■ EXCERPT PROVIDED:
It's spring, and in the spring I always want to 1. buy a house or a condo, and 2. get a dog. So far I haven't taken any steps in either of these directions, which is probably a very good thing. But it doesn't mean I won't waste some time on Petfinder (look at this guy! Or this cutie, or this one. Ow, my heart hurts...) or on the MLS searches, doing a little virtual window shopping. Sigh...

Non-sequitur P.S.: NOOOOOOOOOOOOOOOOOOOOOOOOOOOO!!!

Friday, April 21, 2006

So, I Learned About Diversity. And while there was some obvious stuff about how hearing diverse voices makes our product better, it was relatively non-patronizing. They were very into us tapping the very-quickly-growing hispanic market. And by "us" I mean the other, bigger magazine that shares its office with ours. There was only one instance where a co-worker said, "I mean, when I was a little kid my best friend was black. I didn't care what color she was!" Which is just such a cliche. Everyone has had that experience -- well, maybe not the people who grew up in Whitey Hills, where I live how. But still, it doesn't mean you are more open-minded or special.

There was one activity where we broke into five groups, each one being a different station on the "scale of tolerance." We could pick where we went, so of course I raced right over to number 5, Repulsion. Then the leaders read out scenarios about a fictional co-worker, and we were to write down a response to match the level of tolerance we were at. All of the old-timer cynical snarksters had run over to Repulsion with me, so our responses were pretty awesome. We hated this fictional co-worker so much that when he'd say something in a meeting, we'd start shaking our heads in disagreement as soon as he started to speak, and once he was finished we'd cut in with a "That would never, ever work." At the end the leaders had us rate this fictional co-worker's chances of success in the company, and of course we were supposed to say "0-10%" or something. But the members of the Repulsion team are so jaded and bitter that we ended up answering "50%, because obviously someone liked him enough to hire him in the first place, so there's a good chance he'll get promoted to management."

I'm not sure what the point of the exercise was.

All in all it was pretty painless. And now I can say I've been trained in diversity!

■ DATA EXCERPT:
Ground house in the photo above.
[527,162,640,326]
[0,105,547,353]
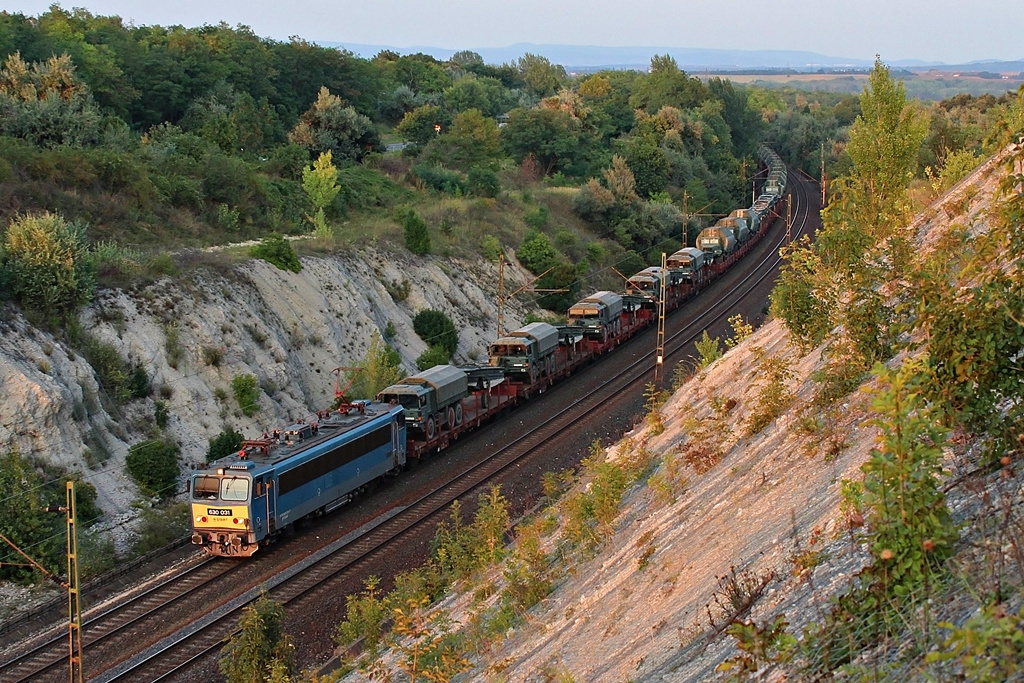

■ TASKS FOR THIS EXERCISE:
a - Answer these questions about the blog entry:
(i) What two things does the writer always want to do in the spring?
(ii) What was station number 5 on the "scale of tolerance" called?
(iii) What chance of success did the Repulsion team give the fictional co-worker?
b - Can you go on with the blog entry from where it stops, in the same voice?

■ ANSWERS BELOW:
a -
(i) Buy a house or a condo, and get a dog.
(ii) Repulsion.
(iii) 50%.

b -
Tuesday, April 18, 2006

Wow, it's been a week already! I have been sick, so between all of the extra napping and tea-and-soup eating and the not-leaving-the-house, it's like no time has passed (or that ALL time has passed...). I am assuming I caught something on my Florida trip, which makes me afraid of what will happen on the big family trip I'm taking over the week of Memorial Day. It will be my first real vacation, well, ever in my adult life (and it's with my parents and my sister -- how fucking sad is THAT). I'll have to try that Airborne crap, even though echinacea has finally been proven to be bullshit. Zinc and C still work, though.

It's all pretty out. But I still feel like shit. A week ago I was looking forward to beginning my after-work bike rides in the countryside, but because my body is filled with ague, my bike remains crammed into my storage space in the basement. I didn't go out at all on the weekend, so I missed whatever spring-fever/full-moon deliriousness might have been happening downtown. Last night in bed I had a horrible tickly sore throat problem. It took me forever to fall asleep, and I had to be on my stomach with my face planted in the mattress so there'd be no post-nasal drippage. And then I woke up at dawn with my throat so dry and tickly and painful that I could not stop coughing and gagging, and I had to pop a Hall's and fall asleep with it in my mouth. I woke up with a sliver of it still undissolved on my tongue. Good times.

Diversity training is this Thursday. I can't wait. I will give you a full report.

Tuesday, April 11, 2006

I have recently heard from someone in the know that the janitorial staff at my office doesn't recycle. Oh, WE recycle, but THEY take our blue bins full of paper and dump them into the bags containing the regular trash. This happens in the evening when everyone has gone home and they can do their dastardly deeds in private (save for the aforementioned someone-in-the-know, who works late). I want to write a note and tape it to the top of my blue bin that says, "Why do you hate America?" Or maybe "God knows when you lie about recycling." Or "Every time you throw away office paper, a kitten dies, screaming." Maybe all three, over a course of a week.

Monday, April 10, 2006

My trip went well. It was wonderful to wear shorts, a tank top, and sandals, and still feel warm. I saw some b-list celebrities, I went on a whole bunch of rides, ate free food and drank a couple of free drinks, walked for miles, swam in a pool, saw a bunch of wild animals... Pretty good for a one-night trip. At the evening reception thingy for all of the media people, I met a guy who recognized me from a first-person article I wrote (and was photographed for) in the old magazine several years ago. I've been waiting to be recognized from that article for years, and finally my dream has come true. I did chat with a few strangers, but it was actually kind of nice. They were all gregarious people who approached me (sitting/standing alone) so that probably had something to do with it. I only talked about the snow with a couple of guys from Boston.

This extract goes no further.